WHAT YOU WILL DO: The full set of entries below must be returned exactly as shown.

Source records:
Segment Open

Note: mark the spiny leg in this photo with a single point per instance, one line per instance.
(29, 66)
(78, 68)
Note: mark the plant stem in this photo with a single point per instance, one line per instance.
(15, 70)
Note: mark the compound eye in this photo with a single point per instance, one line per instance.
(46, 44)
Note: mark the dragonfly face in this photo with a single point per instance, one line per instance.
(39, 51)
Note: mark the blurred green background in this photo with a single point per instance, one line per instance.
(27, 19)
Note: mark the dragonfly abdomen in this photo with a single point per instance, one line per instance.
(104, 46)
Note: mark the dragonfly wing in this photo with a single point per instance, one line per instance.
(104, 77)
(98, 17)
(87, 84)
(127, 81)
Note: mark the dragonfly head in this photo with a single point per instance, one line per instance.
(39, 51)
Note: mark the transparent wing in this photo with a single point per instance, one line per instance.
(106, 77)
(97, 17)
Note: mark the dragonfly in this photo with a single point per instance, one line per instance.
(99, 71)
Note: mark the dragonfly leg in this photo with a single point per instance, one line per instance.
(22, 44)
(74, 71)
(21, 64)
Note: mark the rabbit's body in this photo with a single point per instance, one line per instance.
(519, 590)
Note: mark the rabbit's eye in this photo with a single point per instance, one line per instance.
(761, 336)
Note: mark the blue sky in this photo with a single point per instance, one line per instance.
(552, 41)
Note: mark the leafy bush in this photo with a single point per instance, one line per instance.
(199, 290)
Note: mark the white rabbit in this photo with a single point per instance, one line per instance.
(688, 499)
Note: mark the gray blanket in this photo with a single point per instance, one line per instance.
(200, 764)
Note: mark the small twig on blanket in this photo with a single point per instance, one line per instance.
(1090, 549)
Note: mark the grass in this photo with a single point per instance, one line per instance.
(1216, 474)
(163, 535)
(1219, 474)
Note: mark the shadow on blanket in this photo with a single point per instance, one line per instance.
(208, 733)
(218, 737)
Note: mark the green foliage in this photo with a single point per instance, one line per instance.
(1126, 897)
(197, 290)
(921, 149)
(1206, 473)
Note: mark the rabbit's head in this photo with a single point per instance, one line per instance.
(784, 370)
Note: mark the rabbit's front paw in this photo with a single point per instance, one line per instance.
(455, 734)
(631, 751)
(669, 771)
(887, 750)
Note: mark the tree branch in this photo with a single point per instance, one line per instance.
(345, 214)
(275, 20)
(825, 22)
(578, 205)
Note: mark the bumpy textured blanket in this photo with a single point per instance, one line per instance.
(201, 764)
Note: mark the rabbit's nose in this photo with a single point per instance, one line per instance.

Segment Closed

RESULT OF THIS EXERCISE:
Note: mark the spiny leg in this photo with a single point per instance, one line per instance.
(29, 66)
(78, 68)
Note: mark the plant stem in this photo with a single point per instance, one line per instance.
(15, 70)
Note: mark the compound eye in this photo with a single point per instance, one line per instance.
(46, 44)
Note: mark the dragonfly face in this photo with a single point per instance, one line per instance.
(39, 51)
Note: mark the blurred green background in this photo with a single point per instance, one line per instance.
(27, 19)
Note: mark the dragonfly abdomen in this photo with a single point per instance, one line per instance.
(104, 46)
Note: mark the dragonfly wing in this photo with a single point per instance, one line per instance.
(104, 77)
(98, 17)
(87, 84)
(127, 81)
Note: mark the dragonfly head in this photo with a single point per instance, one line per instance.
(39, 51)
Note: mark the transparent wing in this photo with a single point per instance, one line per instance.
(106, 77)
(97, 17)
Note: mark the dragonfly in this photo with a single point per instance, one line per instance.
(99, 71)
Note: mark the dragonfly leg in this photo with a single point per instance, one line per instance.
(22, 44)
(74, 71)
(21, 64)
Note: mark the rabbit's body in this photo with a single point per instance, one line per instance.
(519, 590)
Note: mark the rabbit's eye in this photo with a single point per instance, one line per instance.
(761, 336)
Note: mark the blue sky in this photo with a single point per instance, one line per instance.
(552, 41)
Note: mark the leafy bush in this photo with a single point per instance, one line per instance.
(199, 290)
Note: mark the white rabbit in this photo with a single point per instance, one line per instance.
(688, 499)
Note: mark the gray blanket in this photo with a single point per instance, one line per instance.
(200, 764)
Note: mark the small twig on blanket in this photo with a single point per instance, one line per instance.
(1090, 549)
Note: mark the grass in this photo with a single point per instance, one line per instance.
(1216, 474)
(163, 535)
(1219, 474)
Note: mark the shadow on blanket in this photo with a single point per instance, one line per instance.
(208, 733)
(218, 737)
Note: mark the green foliage in this photo with a single point per instance, one line per instance.
(1126, 897)
(197, 290)
(921, 149)
(1206, 473)
Note: mark the rabbit's head in this photo with a single point per instance, one line per instance.
(784, 370)
Note: mark the rabbit's front paw in this photo with a single point per instance, one line per instance.
(455, 734)
(631, 751)
(669, 771)
(887, 750)
Note: mark the tree branch in this photo with a single point per instance, one line per instance.
(345, 214)
(275, 20)
(825, 22)
(578, 205)
Note: mark the bumpy textured blanket in this photo with a single point per instance, one line per instance.
(201, 764)
Note: mark the rabbit's nose in this photo with a single point per instance, one line per instance.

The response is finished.